### Work required
Rewrite the entries below, substituting "goalkeeper glove" for every occurrence of "football glove" and leaving everything else unchanged.

### Exercise inputs
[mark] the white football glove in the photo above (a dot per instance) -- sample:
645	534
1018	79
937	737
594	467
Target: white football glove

### Task output
[mark] the white goalkeeper glove in the photo above (a dot per instance) -- sample:
645	534
1018	79
937	737
594	467
Target: white goalkeeper glove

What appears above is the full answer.